__Fragmento para leer__.
──────────────────────────────

Como decía Cornelius Castoriadis, el ser humano surge del abismo, del caos, de lo sin fondo, de modo que debe arraigar en una materia que no permite asentamientos permanentes Una necesidad se manifiesta junto con su imposibilidad plena, pero no hay en ello nada de relativismo: hay verdades, aunque éstas se escurran como anguilas en aceite. La absoluta búsqueda de la verdad-arraigo (la verdad como certeza) desvela la profundidad de nuestro desamparo: partimos de la no verdad, y esa angustia es el motor de nuestras fuerzas más oscuras. La incertidumbre que nos caracteriza, y con la que no somos capaces de convivir, se mantiene a nuestro pesar como la señal de lo que permite todo sentido aunque luego cada sentido concreto lo traicione. La espiral no puede cerrarse si no es con violencia.
Todo esto hace que vivamos instalados en un curioso absurdo, aunque no se trata de algo precisamente reciente sino que se encuentra instalado en nuestra estructura mental (ahora, si acaso, dadas las condiciones de nuestra modernidad, este absurdo muestra unas formas más envenedadas). Nuestra disposición para analizar cualquier problema que nos concierne viene lastrada por la no asimilación de la-verdad-que-siempre-se-está-escapando, lo que se traduce en una eterna incapacidad de medir los tiempos en que esos problemas se dan. Las características de nuestra percepción psicológica desdibujan la cercanía o lejanía de algo, su inmediatez o lo contrario, y en consecuencia el modo de atacar su esencia. Cuando la razón trabaja ya nos encontramos fuera de lugar, alejados de lo que verdaderamente se da; lo supuesto opera de forma invisible pero firme, aunque difícilmente se muestre para el sujeto que analiza. Toda forma de análisis se da en su funcionamiento sobre suposiciones acríticas que no se ponen en juego. Aquello que nos concierne se conforma más allá de su tiempo adecuado, de sus cauces esenciales de existencia, aun pretendiendo seguir reglas racionales.

──────────────────────────────

__Tareas por realizar__.
• a. Responda las siguientes preguntas a partir del fragmento sobre la incertidumbre:
(i) Según la cita de Castoriadis, ¿de dónde surge el ser humano?
(ii) ¿Con qué imagen se describe el modo en que se escurren las verdades?
(iii) ¿Sobre qué se da toda forma de análisis en su funcionamiento?
• b. Reanude el fragmento sobre la incertidumbre a partir de su última oración, con el mismo tono reflexivo.

__Datos__.

──────────────────────────────

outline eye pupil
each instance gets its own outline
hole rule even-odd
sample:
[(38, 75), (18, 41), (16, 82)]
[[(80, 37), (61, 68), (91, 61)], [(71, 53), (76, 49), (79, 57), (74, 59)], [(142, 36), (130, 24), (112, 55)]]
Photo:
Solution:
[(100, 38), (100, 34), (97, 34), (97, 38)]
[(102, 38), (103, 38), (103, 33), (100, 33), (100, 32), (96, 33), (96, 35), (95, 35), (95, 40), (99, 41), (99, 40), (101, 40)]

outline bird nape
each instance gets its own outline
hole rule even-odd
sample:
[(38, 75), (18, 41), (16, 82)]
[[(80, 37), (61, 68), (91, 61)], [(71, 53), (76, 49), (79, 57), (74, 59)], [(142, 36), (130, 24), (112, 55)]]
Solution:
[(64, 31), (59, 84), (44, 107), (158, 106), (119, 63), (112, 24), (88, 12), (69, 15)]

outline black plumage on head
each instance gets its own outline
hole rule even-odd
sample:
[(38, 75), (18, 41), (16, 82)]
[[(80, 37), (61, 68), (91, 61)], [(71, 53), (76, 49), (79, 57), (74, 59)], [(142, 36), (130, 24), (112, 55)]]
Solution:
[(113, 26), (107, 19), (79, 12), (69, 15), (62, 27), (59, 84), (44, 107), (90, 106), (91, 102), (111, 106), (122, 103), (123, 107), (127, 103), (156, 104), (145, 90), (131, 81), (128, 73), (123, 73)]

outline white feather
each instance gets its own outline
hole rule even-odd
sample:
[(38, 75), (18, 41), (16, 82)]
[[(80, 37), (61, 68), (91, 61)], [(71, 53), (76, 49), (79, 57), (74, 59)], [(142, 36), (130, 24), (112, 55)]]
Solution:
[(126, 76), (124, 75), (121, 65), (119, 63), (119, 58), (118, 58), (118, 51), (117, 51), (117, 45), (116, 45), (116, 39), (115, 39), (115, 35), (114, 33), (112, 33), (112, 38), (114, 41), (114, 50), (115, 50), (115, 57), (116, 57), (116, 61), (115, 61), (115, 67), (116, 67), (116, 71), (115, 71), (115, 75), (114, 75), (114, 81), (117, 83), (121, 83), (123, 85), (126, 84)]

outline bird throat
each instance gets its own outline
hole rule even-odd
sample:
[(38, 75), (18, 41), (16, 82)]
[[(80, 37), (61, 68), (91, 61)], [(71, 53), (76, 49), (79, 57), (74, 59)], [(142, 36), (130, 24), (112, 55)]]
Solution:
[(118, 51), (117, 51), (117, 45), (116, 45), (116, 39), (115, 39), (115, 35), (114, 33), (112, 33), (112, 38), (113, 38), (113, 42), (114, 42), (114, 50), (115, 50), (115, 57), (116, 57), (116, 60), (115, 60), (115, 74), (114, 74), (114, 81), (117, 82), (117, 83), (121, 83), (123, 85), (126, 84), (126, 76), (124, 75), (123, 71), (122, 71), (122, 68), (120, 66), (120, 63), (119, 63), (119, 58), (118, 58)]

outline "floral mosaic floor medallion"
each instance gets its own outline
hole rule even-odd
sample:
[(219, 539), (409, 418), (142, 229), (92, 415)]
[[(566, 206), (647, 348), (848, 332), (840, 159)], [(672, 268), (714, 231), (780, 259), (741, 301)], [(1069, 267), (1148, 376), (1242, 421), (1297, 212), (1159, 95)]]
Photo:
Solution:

──────────────────────────────

__Respuestas__.
• a.
(i) Del abismo, del caos, de lo sin fondo.
(ii) Como anguilas en aceite.
(iii) Sobre suposiciones acríticas que no se ponen en juego.

• b.
Es de esta manera como se acaba luchando más contra lo muerto que contra lo vigente, contra aquello que ya apenas nos influye objetivamente, para olvidarnos de hechos que nos afectan día a día. En nuestro mundo, entregado al delirio epistemológico, aquello que más se reivindica ya existe de pleno derecho; exigimos que funcione lo que ya está consolidado. La clave es que nuestra perspectiva de temporalidad, nuestra cercanía psíquica a los problemas, se atrofia por una falta de plasticidad a la hora de percibir y asimilar lo que se da; esta incapacidad conlleva una retrospectividad que se dibuja como cercanía, una alteración del sentido propio del manifestarse de las cosas. Su peso intrínseco se define no por sí mismo sino por otras necesidades más subjetivas. Ejemplos: los colectivos homosexuales que dicen hoy, a viva voz, que los derechos de los gays están peor considerados que nunca (en Occidente); o las asociaciones feministas que dictaminan que nunca como en nuestro tiempo se ha tratado peor a las mujeres (también en Occidente); también partidos nacionalistas de comunidades autónomas económicamente privilegiadas, que pontifican sobre el maltrato que supuestamente se les está infligiendo desde el poder central. Más ejemplos: aquellos que todavía alertan sobre la amenaza del franquismo, 35 años después de la muerte del dictador, mientras relativizan los males del terrorismo de ETA. Que somos seres racionales no quiere decir que en demasiadas ocasiones la racionalidad no se ponga en marcha después de fundamentarse una base identitaria que se define como núcleo intocable, teniendo. Es la lógica del homo sapiens demens, añadiendo que ese núcleo, el cual sería aquello cuyo fin tiene que ver con la clausura de sí mismo y su quedarse fuera de interrogación alguna, sólo puede encerrarse en su propio dogma cuando su verdad ha sido asimilada por el discurso de la mayoría, y eso únicamente sucede cuando la susodicha verdad ya ha sido superada y desplazada por los hechos más inmediatos.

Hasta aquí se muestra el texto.